### [TASK PROMPT]
Transcribe the lines of the records starting with the one that has "formatted like [314,416]." in it and ending with the last, and transcribe nothing else.
━━━ SUPPLIED DATA ━━━
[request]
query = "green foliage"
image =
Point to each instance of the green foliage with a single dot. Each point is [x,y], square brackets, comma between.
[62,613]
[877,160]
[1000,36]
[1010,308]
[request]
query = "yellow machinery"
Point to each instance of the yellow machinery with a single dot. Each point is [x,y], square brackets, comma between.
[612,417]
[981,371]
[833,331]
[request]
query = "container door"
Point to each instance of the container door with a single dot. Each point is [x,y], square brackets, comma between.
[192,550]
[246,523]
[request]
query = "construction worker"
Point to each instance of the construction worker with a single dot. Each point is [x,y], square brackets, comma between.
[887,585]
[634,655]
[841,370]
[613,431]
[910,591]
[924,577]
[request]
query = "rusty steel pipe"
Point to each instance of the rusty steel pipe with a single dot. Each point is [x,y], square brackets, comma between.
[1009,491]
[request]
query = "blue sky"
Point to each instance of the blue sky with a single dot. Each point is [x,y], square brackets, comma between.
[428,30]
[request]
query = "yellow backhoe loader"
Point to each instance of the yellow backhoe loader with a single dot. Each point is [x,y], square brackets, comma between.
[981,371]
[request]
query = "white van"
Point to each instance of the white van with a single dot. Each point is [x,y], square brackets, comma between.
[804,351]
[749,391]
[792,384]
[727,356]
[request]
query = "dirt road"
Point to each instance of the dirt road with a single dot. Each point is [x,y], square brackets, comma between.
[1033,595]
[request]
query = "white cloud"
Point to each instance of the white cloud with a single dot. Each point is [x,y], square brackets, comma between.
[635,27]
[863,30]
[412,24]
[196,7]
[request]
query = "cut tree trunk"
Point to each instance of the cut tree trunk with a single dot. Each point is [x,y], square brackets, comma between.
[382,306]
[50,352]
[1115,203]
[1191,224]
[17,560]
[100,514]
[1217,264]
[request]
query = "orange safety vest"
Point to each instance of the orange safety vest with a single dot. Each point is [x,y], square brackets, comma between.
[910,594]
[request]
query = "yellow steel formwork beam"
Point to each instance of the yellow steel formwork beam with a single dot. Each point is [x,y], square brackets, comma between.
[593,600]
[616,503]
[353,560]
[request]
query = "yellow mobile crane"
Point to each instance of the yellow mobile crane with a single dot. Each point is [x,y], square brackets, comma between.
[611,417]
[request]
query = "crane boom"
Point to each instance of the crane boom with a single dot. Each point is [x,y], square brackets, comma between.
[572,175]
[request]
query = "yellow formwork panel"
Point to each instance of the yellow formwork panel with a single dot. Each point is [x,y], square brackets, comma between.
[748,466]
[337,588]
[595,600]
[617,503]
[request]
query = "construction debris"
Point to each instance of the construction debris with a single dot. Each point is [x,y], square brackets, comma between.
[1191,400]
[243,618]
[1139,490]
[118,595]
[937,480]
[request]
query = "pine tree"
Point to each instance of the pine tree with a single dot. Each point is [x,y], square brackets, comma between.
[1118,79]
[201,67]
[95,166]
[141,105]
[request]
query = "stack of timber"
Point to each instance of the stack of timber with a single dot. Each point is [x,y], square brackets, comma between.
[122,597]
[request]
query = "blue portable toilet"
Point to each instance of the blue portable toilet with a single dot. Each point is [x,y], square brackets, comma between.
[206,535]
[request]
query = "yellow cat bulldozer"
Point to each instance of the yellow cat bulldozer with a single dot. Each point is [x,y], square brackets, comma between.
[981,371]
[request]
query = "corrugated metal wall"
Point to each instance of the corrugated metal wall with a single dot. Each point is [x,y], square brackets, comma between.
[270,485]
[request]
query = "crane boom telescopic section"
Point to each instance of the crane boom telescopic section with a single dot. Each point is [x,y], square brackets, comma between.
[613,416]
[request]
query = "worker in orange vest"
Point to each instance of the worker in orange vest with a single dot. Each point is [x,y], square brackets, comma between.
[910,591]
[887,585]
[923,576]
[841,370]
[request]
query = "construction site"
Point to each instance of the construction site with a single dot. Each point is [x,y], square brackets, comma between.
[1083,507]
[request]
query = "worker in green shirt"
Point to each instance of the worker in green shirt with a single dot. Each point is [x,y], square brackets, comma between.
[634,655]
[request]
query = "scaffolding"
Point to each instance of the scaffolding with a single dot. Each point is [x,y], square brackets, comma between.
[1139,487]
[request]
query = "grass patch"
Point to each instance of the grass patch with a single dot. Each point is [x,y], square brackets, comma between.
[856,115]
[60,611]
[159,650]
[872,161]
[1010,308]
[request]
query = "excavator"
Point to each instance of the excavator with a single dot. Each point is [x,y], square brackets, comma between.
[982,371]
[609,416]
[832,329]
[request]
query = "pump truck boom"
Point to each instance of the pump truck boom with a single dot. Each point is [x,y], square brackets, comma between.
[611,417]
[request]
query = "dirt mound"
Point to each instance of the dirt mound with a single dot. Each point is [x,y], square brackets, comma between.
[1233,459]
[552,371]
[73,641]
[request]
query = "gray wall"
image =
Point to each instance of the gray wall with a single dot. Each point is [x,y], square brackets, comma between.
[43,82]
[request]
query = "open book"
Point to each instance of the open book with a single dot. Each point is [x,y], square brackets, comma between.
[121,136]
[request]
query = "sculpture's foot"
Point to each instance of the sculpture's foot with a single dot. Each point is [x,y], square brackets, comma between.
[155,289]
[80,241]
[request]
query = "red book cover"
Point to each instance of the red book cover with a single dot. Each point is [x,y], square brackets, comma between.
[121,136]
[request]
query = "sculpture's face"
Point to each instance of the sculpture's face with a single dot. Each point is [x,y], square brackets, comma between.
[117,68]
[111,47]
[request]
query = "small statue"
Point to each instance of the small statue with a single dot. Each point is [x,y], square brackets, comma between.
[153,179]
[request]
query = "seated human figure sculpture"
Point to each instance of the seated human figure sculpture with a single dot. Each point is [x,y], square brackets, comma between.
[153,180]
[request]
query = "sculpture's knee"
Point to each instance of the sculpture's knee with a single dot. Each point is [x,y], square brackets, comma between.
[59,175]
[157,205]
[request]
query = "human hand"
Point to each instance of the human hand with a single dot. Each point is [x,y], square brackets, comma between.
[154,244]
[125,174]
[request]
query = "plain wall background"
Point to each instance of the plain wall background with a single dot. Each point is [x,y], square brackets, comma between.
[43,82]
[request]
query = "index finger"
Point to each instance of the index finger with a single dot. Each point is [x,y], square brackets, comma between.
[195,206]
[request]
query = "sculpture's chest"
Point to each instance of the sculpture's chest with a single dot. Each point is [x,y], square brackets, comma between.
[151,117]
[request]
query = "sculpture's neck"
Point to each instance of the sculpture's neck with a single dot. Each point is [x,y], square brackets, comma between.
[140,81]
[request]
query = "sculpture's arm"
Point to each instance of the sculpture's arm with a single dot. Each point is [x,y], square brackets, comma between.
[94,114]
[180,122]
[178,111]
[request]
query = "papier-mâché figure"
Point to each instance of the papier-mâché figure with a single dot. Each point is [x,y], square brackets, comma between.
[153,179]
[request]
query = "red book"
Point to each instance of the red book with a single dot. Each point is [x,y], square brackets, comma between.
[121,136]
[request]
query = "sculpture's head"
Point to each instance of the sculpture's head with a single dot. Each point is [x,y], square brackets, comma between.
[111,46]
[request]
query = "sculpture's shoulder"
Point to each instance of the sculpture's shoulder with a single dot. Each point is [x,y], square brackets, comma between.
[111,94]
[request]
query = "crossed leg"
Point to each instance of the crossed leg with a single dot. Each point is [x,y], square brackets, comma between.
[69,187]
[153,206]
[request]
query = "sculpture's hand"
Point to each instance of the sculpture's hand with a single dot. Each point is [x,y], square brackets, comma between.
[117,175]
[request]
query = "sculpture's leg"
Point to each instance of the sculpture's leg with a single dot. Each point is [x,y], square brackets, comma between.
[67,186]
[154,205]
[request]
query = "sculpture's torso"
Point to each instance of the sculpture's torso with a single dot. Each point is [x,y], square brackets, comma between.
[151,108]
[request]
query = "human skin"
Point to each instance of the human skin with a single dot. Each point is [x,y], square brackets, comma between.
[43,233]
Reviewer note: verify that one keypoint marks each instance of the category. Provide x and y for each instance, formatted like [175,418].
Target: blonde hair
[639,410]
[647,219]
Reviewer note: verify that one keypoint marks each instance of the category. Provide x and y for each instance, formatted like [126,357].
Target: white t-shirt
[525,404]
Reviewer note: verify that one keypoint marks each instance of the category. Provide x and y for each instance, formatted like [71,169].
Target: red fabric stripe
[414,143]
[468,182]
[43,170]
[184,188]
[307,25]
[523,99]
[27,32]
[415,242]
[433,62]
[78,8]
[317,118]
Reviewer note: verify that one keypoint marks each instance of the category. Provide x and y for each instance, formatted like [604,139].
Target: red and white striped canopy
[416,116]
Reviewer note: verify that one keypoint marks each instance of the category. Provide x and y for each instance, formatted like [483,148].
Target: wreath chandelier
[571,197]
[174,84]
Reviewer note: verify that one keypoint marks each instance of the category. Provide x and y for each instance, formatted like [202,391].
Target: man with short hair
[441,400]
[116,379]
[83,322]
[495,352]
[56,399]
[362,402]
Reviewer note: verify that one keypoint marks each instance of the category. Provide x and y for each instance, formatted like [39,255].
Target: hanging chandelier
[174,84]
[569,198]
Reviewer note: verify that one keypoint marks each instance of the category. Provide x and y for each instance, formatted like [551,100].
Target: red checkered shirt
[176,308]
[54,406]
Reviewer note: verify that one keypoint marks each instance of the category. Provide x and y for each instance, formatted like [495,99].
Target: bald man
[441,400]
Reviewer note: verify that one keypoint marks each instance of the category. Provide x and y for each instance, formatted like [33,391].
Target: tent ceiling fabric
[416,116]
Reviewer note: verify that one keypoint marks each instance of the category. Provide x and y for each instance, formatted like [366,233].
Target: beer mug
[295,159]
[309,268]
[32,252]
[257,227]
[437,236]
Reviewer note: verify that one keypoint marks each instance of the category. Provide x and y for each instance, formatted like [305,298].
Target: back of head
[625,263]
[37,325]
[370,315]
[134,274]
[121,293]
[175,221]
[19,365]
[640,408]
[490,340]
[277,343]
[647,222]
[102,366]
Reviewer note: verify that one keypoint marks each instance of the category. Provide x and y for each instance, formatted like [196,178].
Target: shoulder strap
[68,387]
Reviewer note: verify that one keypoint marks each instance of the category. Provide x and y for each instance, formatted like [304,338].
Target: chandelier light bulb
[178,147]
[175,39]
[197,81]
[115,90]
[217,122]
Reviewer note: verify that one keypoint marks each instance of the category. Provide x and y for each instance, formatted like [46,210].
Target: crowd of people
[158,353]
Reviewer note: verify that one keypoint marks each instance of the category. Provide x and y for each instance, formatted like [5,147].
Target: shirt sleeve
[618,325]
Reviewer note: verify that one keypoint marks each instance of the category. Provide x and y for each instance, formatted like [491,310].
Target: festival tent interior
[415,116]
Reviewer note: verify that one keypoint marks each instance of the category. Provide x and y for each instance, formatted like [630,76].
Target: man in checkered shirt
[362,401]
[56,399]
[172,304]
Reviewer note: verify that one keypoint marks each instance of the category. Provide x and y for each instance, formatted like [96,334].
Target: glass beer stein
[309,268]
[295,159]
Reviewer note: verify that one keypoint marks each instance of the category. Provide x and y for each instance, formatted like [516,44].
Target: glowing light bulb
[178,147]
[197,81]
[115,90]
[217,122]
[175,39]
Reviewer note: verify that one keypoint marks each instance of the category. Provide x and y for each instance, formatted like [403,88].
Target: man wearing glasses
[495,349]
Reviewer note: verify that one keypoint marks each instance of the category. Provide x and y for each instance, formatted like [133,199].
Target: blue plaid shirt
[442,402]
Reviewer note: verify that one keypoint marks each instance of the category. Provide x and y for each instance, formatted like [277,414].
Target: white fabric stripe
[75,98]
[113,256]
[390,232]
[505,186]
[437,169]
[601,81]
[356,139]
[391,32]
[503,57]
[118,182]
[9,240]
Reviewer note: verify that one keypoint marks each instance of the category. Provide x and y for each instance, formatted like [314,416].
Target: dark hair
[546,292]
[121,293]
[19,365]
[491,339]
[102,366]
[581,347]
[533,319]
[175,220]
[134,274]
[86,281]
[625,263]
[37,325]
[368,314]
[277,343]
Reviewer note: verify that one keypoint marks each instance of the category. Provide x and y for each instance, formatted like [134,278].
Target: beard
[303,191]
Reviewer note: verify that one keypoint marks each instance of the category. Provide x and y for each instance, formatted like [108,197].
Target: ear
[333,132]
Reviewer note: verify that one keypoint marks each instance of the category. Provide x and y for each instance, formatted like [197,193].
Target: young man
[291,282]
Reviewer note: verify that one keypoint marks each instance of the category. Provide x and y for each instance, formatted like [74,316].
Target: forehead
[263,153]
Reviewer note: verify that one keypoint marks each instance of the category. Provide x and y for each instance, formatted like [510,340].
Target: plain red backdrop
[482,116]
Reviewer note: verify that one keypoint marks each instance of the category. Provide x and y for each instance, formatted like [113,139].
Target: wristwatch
━━━
### [EXERCISE RESPONSE]
Reviewer note: verify that one keypoint marks each instance of the category. Provide x and y for each instance, formatted like [314,416].
Target: dark hair
[546,292]
[121,293]
[19,365]
[491,339]
[102,366]
[581,347]
[533,319]
[175,220]
[134,274]
[86,281]
[625,263]
[37,325]
[368,314]
[277,343]
Reviewer note: verify that one keypoint marks each instance of the category. Provide x and y for each instance, formatted like [134,278].
Target: beard
[303,191]
Reviewer note: verify that one keypoint marks each instance of the category. Provide x and y for each instance, formatted like [108,197].
Target: ear
[333,132]
Reviewer note: verify that one keypoint marks each instance of the category. Provide x and y for each instance, formatted like [197,193].
Target: young man
[291,282]
Reviewer note: verify that one keypoint marks each instance of the category. Provide x and y for each instance, formatted like [74,316].
Target: forehead
[263,153]
Reviewer note: verify that one keypoint marks each instance of the category. Provide x and y for each instance, formatted like [510,340].
Target: plain red backdrop
[482,116]
Reviewer note: verify that one keypoint marks each instance of the category. Provide x and y for each instance, formatted like [113,139].
Target: wristwatch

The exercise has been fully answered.